* _Questões de estudo_
1) Imprima, do excerto sobre jornalismo, tudo o que vai de "Há poucas semanas" até "mudar de dono).".
2) As afirmações seguintes estão de acordo com o excerto sobre jornalismo? Responda sim ou não a cada uma e cite as palavras do excerto que o decidem.
(a) O 4.º Congresso dos jornalistas portugueses contou com cerca de setecentos profissionais.
(b) Foi na Afrique-Asie que, nos anos setenta, se denunciou o escândalo dos diamantes.
(c) A «Constituição Europeia» foi aprovada em referendo pela França.
3) Segundo o excerto sobre jornalismo, quem ofereceu os diamantes ao presidente francês Giscard D´Estaing?

* _Excerto do documento_
###

O jornalismo, a manipulação e a censura

Há poucas semanas os jornalistas portugueses reuniram-se no seu 4.º Congresso, com a presença de cerca de setecentos profissionais. É um acontecimento que se saúda e se há algo a estranhar é o vazio de quase duas décadas em que ele não se realizou.
CréditosAntónio Cotrim / Agência Lusa
Vejo, naturalmente, os jornalistas e o jornalismo de fora, como «cliente» de jornais, da rádio e da TV. Leitor do Primeiro de Janeiro nos mais verdes anos, do República, do Diário de Lisboa, do Expresso, do Público, do Le Monde Diplomatique, para referir os mais conhecidos. Relembro uma revista internacional que me faz falta. A velha Afrique-Asie, do falecido Simon Malley (antes de mudar de dono).
Foi nela que, nos anos setenta, vi denunciado o escândalo dos diamantes que, Bokassa, o «imperador» canibal da República Centro-Africana, ofereceu ao seu protector, o presidente francês Giscard D´Estaing.
Poucos falaram desses diamantes de sangue quando, em 2002, o aristocrata Giscard regressou à primeira linha mediática com a sua «Constituição Europeia», depois recusada em referendo pela França e pelos Países Baixos, que passou a Tratado de Lisboa sem mais incómodos.

###

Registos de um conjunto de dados
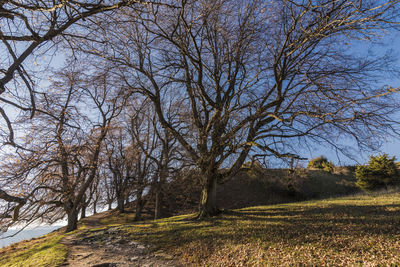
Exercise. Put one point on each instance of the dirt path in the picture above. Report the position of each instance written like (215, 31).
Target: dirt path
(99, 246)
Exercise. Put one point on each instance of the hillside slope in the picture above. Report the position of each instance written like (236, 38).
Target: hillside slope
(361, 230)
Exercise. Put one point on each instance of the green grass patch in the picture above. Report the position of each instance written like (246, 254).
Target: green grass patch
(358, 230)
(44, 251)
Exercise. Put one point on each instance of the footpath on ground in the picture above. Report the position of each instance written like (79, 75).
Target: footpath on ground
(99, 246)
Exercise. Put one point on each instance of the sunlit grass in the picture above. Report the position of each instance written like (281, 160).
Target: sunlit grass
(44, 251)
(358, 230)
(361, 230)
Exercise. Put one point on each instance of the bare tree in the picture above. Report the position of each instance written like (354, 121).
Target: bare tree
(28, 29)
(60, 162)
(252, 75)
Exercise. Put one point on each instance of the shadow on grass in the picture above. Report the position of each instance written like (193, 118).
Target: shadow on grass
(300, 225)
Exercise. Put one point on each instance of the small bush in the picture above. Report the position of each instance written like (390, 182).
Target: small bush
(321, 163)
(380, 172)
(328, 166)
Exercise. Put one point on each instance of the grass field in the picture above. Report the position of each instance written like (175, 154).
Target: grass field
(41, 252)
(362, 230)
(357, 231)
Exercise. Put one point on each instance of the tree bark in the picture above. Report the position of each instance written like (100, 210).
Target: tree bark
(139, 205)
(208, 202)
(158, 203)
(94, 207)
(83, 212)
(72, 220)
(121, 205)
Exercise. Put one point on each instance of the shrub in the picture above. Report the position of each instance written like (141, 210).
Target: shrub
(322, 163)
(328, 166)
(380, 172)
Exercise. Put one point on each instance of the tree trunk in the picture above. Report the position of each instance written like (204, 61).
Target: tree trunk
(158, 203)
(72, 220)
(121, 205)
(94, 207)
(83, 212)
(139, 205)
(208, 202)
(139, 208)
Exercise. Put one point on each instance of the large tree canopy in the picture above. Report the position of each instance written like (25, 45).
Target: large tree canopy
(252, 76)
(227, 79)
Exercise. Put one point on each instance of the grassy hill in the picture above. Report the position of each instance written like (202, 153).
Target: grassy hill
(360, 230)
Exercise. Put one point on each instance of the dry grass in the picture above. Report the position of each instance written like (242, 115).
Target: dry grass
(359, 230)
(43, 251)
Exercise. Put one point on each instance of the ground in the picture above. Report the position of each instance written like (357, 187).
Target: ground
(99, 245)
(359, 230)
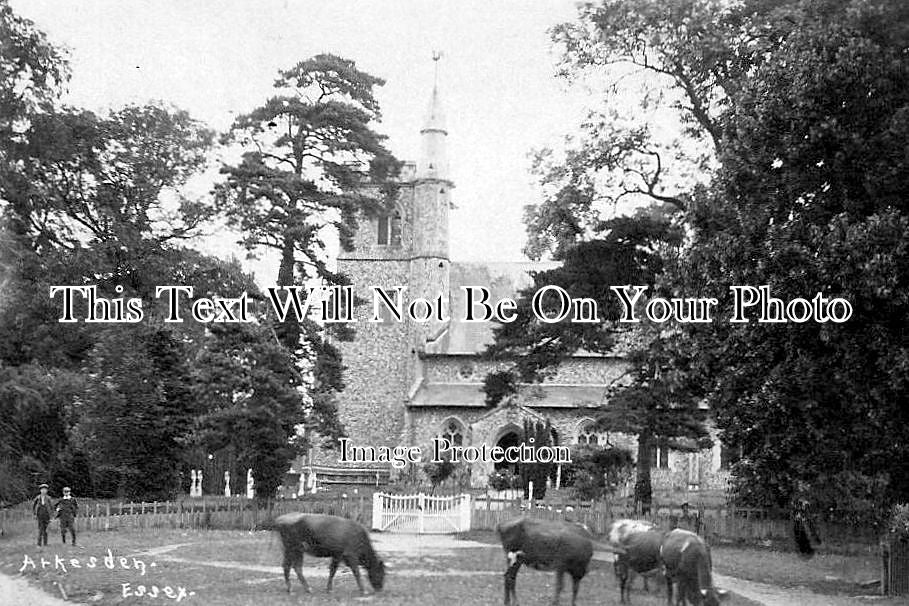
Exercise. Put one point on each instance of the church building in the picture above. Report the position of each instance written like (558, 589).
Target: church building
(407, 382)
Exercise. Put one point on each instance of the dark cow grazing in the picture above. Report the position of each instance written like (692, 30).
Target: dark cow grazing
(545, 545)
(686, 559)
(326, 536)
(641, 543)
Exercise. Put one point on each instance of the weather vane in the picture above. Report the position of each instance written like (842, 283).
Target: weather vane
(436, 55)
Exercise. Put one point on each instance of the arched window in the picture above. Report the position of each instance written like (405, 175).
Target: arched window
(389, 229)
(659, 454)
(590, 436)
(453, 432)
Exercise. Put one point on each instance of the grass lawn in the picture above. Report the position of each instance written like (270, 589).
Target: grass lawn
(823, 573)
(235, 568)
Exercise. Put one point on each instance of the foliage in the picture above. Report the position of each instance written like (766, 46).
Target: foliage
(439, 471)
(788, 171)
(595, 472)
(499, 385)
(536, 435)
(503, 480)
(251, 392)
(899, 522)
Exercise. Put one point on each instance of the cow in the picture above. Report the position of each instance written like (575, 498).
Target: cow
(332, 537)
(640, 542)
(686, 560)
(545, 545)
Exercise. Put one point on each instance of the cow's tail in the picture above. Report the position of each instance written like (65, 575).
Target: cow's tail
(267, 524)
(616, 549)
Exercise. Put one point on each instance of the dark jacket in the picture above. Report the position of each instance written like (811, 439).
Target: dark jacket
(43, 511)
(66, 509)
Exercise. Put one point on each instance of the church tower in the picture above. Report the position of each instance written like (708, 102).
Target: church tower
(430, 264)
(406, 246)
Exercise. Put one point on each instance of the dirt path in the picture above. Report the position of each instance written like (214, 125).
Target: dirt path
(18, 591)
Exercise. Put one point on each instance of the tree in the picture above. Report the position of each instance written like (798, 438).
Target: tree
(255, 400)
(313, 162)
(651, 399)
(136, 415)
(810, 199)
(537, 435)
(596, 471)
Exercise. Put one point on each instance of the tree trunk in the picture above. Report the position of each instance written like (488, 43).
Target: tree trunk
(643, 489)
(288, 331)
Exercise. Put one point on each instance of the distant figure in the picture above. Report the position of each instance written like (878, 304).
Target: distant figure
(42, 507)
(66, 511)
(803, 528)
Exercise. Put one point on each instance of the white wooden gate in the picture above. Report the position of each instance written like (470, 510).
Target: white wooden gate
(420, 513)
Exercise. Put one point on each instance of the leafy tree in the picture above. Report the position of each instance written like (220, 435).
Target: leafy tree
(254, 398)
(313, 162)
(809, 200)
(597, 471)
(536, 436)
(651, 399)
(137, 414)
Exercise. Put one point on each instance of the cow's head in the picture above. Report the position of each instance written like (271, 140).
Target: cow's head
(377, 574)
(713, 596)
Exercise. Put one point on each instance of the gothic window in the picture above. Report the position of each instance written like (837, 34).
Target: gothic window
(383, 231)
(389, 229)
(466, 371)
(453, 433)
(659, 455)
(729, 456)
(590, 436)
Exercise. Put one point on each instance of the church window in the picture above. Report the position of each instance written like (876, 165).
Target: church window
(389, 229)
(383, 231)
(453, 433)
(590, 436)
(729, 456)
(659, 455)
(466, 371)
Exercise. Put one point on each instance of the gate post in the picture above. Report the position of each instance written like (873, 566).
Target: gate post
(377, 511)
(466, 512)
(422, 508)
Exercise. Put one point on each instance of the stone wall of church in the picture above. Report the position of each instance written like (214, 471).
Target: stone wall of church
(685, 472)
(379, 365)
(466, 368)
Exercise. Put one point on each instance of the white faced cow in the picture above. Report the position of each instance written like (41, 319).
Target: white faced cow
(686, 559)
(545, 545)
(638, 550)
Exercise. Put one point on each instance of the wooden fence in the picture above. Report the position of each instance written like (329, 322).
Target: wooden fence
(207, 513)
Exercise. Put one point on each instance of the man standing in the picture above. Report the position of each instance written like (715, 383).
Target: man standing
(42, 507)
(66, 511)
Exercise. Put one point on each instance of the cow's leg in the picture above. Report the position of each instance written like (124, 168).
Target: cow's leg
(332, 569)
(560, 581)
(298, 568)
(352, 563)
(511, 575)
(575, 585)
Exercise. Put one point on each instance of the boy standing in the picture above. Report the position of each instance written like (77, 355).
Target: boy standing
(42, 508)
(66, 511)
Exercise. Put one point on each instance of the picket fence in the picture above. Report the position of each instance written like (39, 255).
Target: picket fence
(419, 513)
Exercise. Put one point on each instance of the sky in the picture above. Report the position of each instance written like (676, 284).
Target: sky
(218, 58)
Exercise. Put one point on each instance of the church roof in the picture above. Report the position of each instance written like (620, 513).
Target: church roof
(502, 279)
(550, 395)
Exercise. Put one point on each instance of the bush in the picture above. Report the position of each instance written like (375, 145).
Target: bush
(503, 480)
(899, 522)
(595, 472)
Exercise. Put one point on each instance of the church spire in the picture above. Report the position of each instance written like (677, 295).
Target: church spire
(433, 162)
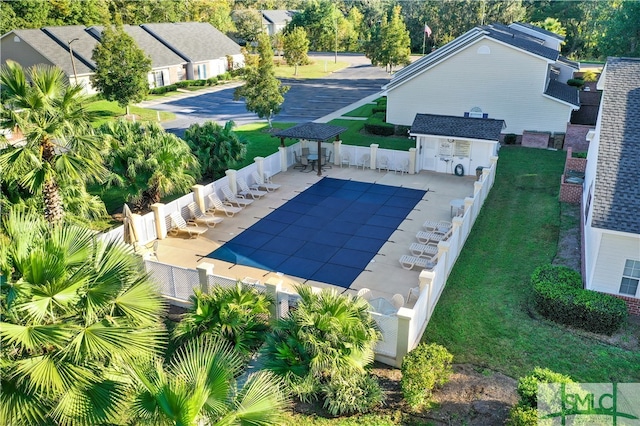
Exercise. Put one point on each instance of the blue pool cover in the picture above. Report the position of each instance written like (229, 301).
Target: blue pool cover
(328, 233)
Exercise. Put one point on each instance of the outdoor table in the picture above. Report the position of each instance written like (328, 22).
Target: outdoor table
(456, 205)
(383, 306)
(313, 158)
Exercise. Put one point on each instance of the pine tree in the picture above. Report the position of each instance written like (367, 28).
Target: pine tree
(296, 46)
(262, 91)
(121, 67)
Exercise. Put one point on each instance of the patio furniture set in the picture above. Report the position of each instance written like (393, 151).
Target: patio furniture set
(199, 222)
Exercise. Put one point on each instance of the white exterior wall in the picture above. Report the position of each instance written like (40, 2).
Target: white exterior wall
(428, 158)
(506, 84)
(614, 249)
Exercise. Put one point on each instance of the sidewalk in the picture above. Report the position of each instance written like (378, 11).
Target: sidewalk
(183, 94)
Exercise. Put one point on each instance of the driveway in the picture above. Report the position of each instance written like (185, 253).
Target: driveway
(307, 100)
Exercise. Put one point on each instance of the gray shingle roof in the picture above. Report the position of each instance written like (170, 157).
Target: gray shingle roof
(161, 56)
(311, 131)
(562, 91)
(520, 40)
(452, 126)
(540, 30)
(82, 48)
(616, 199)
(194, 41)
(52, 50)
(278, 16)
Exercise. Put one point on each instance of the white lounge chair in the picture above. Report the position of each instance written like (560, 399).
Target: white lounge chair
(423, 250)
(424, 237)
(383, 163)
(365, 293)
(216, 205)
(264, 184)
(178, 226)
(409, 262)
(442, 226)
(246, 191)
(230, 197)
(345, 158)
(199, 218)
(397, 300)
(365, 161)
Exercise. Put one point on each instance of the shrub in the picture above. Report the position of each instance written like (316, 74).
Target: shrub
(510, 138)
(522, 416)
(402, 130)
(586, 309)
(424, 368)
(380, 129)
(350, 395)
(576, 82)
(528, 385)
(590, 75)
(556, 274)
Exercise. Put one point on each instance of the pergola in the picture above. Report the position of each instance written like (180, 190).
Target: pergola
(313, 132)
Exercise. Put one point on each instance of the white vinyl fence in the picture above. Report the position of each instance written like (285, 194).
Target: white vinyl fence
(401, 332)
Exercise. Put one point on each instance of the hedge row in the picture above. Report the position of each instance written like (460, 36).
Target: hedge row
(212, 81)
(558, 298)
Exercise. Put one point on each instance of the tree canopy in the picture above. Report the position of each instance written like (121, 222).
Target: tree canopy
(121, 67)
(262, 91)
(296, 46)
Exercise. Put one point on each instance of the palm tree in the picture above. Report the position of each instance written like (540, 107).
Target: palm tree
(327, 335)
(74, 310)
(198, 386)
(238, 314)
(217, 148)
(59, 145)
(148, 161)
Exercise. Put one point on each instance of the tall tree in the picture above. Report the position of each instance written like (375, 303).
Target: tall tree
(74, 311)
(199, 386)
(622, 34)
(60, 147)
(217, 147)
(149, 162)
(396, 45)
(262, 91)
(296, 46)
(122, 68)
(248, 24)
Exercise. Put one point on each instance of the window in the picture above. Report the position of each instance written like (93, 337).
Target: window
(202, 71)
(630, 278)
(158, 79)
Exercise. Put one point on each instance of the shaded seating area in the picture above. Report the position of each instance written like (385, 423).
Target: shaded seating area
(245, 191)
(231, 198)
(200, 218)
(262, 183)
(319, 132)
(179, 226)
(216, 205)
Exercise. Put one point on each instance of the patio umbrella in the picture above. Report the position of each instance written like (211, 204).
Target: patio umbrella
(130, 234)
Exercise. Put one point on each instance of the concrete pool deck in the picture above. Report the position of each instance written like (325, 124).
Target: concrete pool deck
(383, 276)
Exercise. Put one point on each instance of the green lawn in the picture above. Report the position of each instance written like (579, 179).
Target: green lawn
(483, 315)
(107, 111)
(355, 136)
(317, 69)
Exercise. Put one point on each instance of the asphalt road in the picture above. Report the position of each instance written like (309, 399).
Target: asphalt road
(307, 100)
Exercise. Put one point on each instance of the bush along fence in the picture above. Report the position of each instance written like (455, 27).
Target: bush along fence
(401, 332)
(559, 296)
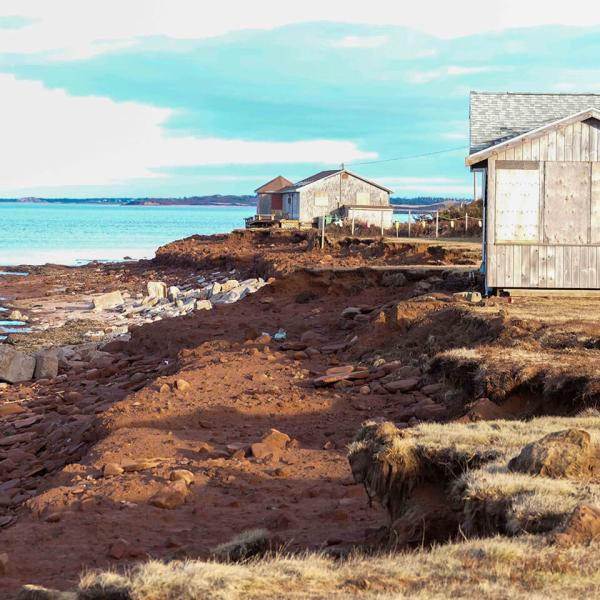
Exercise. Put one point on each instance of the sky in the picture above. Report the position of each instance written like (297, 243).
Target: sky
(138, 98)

###

* _Soluções por ordem_
1)
Há poucas semanas os jornalistas portugueses reuniram-se no seu 4.º Congresso, com a presença de cerca de setecentos profissionais. É um acontecimento que se saúda e se há algo a estranhar é o vazio de quase duas décadas em que ele não se realizou.
CréditosAntónio Cotrim / Agência Lusa
Vejo, naturalmente, os jornalistas e o jornalismo de fora, como «cliente» de jornais, da rádio e da TV. Leitor do Primeiro de Janeiro nos mais verdes anos, do República, do Diário de Lisboa, do Expresso, do Público, do Le Monde Diplomatique, para referir os mais conhecidos. Relembro uma revista internacional que me faz falta. A velha Afrique-Asie, do falecido Simon Malley (antes de mudar de dono).

2)
(a) Sim: "com a presença de cerca de setecentos profissionais".
(b) Sim: "Foi nela que, nos anos setenta, vi denunciado o escândalo dos diamantes".
(c) Não: "depois recusada em referendo pela França e pelos Países Baixos".

3) Bokassa, o «imperador» da República Centro-Africana.